== Records supplied

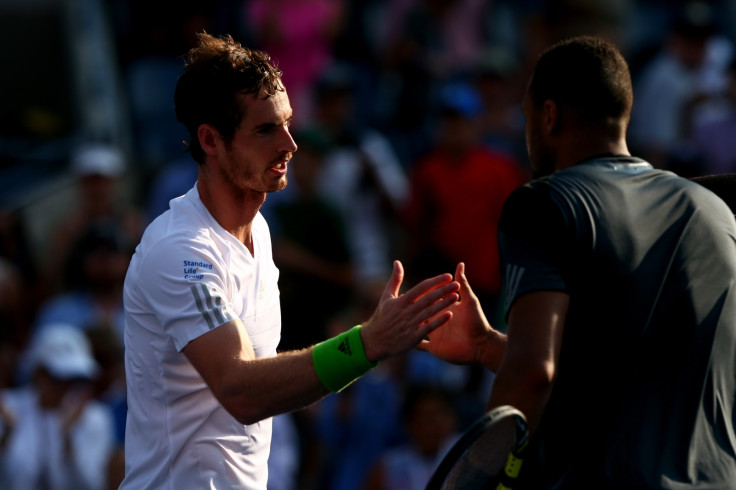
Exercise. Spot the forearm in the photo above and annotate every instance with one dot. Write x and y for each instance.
(293, 380)
(522, 390)
(491, 350)
(262, 388)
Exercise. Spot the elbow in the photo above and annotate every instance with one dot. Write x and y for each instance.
(533, 377)
(540, 377)
(242, 413)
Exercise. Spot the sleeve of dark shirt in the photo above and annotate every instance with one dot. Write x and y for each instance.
(534, 243)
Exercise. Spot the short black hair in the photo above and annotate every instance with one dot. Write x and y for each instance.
(216, 71)
(587, 74)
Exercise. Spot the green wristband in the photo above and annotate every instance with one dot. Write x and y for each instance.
(341, 360)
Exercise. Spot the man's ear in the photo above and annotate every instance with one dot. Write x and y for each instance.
(209, 139)
(551, 117)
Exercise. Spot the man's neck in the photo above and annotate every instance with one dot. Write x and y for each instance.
(234, 210)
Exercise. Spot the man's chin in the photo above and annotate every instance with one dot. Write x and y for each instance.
(279, 186)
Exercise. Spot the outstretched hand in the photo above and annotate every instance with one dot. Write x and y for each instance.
(401, 321)
(467, 337)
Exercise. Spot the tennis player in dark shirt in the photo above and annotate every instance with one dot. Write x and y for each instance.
(620, 285)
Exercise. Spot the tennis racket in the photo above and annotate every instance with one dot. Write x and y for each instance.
(487, 455)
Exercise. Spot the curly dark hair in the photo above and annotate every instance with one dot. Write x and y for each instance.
(587, 74)
(216, 71)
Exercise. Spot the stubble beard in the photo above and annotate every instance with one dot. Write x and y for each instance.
(243, 178)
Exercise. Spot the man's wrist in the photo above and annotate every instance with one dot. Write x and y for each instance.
(341, 360)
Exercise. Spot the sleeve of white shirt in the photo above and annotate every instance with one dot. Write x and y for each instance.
(183, 282)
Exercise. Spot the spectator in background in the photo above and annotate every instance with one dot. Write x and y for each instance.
(310, 247)
(95, 273)
(299, 35)
(54, 434)
(457, 192)
(495, 77)
(13, 315)
(689, 69)
(362, 176)
(713, 139)
(99, 169)
(426, 43)
(431, 426)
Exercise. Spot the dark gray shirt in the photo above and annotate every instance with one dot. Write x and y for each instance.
(644, 396)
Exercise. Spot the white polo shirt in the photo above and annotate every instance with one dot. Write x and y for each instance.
(187, 277)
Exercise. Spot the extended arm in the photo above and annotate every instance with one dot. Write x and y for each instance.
(529, 366)
(467, 338)
(252, 389)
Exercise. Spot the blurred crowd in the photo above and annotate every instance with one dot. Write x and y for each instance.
(410, 133)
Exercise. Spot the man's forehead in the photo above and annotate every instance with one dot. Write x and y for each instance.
(261, 107)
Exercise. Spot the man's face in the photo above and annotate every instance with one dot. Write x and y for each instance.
(256, 159)
(536, 147)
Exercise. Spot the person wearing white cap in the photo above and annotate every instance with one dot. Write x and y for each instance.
(98, 170)
(53, 434)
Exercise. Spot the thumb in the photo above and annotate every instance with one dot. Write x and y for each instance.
(394, 282)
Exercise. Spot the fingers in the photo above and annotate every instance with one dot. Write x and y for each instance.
(430, 287)
(431, 325)
(461, 278)
(394, 282)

====

Work instructions: Lines from the one holding "Exercise. Spot the man's face" to the last line of the records: return these exactly, and only these.

Your response:
Exercise. Spot the man's face in the photo above and annotate every instance with one dot. Write x and y for each instance.
(256, 159)
(536, 147)
Exercise. Spot the person wearing white cap in the photo above and annotate every instance with one dot. Write x and y for each instance.
(98, 170)
(53, 434)
Exercise. Spot the thumb in the photo above and annotate every instance with one dot. Write x and y for each instance.
(394, 282)
Exercise. Spot the fingers in the photo above and annotate every instance with one dot. Write x and y for each instance.
(430, 287)
(431, 325)
(461, 278)
(394, 282)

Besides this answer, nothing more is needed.